> What the task asks
Extend the article on the Fair Share Act debate over HB 1 and SB 500, writing on from its final sentence.

━━━━━ Reading text ━━━━━

The Fair Share Act - Arguments For and Against HB 1 and SB 500: Part II

 As noted in last week’s entry, HB 1 and SB 500 are competing liability reform proposals that await consideration in the Pennsylvania Senate Judiciary Committee. While each proposal is notionally aimed at adding fundamental fairness to Pennsylvania’s liability system, the particular bills are vastly different in effect. HB 1 would end joint and several liability for liable defendants with less than 60% assessed liability (the “60% Rule”), while SB 500 would only relieve defendants with assessed liability less than that attributed to the plaintiff. Not surprisingly, there exist strong opinions on the respective merits of these proposals.

 

Proponents of HB 1 argue that it is the only proposal that promises meaningful reform of a flawed system that forty-one (41) other states have already seen fit to abandon. The current joint and several scheme unjustly forces some defendants to pay damages beyond their assessed degree of responsibility solely because they possess the ability to pay. The result is a system that invites abuses. Plaintiffs (and their often contingent-fee advocates) are induced to name as many “deep-pocketed” defendants as possible, regardless of how attenuated their involvement. Huge liability risk is thus foisted upon parties with relatively little culpability. Because of this exposure, companies are forced to spend huge sums of money on liability insurance and legal fees, rather than focusing precious resources on their core mission. Moreover, the threat of having to pay a disproportionate award, regardless of fault, likely compels at-risk defendants to pay much more to settle cases than they might otherwise. More broadly, such a system inevitably contributes to the explosion of health care costs and dampening of economic growth that threaten the overall economic well-being of Pennsylvania.

━━━━━ Entries shown ━━━━━

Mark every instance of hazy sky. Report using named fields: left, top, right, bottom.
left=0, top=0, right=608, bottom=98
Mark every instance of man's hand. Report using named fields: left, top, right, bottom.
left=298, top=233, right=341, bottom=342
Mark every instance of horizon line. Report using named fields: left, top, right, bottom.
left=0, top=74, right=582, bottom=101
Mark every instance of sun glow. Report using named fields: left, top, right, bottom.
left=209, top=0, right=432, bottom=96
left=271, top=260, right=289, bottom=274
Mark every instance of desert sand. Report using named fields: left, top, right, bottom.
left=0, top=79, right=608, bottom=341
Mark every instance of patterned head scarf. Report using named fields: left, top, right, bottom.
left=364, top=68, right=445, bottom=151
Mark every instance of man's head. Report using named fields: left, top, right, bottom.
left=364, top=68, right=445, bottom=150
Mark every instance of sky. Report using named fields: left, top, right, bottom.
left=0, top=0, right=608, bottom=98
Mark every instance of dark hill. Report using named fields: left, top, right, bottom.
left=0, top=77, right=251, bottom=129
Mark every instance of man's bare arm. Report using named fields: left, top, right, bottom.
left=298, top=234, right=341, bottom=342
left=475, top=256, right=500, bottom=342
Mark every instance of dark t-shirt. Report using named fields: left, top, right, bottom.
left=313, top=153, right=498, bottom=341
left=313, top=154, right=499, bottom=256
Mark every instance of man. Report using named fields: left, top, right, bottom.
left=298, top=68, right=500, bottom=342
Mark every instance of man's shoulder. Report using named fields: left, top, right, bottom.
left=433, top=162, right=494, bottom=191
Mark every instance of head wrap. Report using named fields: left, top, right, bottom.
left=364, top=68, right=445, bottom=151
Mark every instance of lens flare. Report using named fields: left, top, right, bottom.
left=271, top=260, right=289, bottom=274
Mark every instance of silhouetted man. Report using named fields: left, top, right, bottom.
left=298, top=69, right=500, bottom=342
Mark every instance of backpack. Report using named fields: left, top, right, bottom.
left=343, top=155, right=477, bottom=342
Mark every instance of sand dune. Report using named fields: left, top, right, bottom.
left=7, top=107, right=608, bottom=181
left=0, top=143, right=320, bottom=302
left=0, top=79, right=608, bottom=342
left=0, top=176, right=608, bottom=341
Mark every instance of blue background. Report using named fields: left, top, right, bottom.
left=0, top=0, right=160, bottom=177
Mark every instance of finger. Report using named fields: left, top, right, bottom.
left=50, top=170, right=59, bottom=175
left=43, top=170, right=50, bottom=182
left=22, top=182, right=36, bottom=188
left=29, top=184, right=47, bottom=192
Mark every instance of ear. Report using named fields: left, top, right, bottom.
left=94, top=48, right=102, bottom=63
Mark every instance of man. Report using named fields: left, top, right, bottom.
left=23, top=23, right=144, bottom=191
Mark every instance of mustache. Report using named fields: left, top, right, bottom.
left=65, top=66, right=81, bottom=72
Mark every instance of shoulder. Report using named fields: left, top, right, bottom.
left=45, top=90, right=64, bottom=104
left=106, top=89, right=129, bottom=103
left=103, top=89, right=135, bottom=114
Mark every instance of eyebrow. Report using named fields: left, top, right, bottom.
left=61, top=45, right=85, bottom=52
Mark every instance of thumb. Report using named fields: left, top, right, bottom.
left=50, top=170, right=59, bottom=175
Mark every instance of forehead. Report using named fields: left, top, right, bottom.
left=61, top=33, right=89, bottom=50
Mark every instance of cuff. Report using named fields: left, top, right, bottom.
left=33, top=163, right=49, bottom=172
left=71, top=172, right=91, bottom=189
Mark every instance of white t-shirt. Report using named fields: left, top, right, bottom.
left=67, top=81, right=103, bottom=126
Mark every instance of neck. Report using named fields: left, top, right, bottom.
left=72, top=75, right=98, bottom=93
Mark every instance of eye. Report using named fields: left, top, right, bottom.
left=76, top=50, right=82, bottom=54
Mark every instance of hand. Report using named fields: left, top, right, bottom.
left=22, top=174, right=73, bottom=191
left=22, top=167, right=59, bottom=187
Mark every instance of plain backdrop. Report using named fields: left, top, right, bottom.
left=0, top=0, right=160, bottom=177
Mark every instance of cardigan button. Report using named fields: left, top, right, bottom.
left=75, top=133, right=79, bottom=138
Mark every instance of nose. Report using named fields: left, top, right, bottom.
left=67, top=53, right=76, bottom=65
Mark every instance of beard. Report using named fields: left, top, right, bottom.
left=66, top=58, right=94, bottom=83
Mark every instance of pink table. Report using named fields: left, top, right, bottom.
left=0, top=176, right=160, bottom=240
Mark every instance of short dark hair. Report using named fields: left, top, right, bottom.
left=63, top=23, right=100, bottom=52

━━━━━

> Result
Opponents of HB 1, on the other hand, argue that the bill is merely an effort to create a “loophole” by which deep-pocketed corporations can avoid liability and shift the risk of insolvent defendants back to plaintiffs and taxpayers. Whatever their assessed percentage of comparative liability, each liable defendant’s negligence may have been a sufficient cause for the entire injury. Therefore, any amount up to 100% of the award is reasonable to impose on each defendant. Regardless, under the proposed reform wealthy defendants will hire the best lawyers and deflect most of the liability onto insolvent defendants, thus leaving plaintiffs uncompensated. Defendants will also be tempted to join numerous other defendants into a suit, regardless of how tangentially related, in order to dilute the percentage of ultimate liability falling on each individual defendant. Moreover, in the event a liable defendant cannot pay its share, plaintiffs will be unable to recover amounts sufficient to repay the Commonwealth Medicare/Medicaid Programs which presumably will pay much of the upfront costs. Therefore, large amounts of unreimbursed medical expenses could be left to the taxpayers of Pennsylvania. Finally, adoption of this proposal could lead to more risky behavior by commercial actors unburdened by the threat of disproportionate award contributions.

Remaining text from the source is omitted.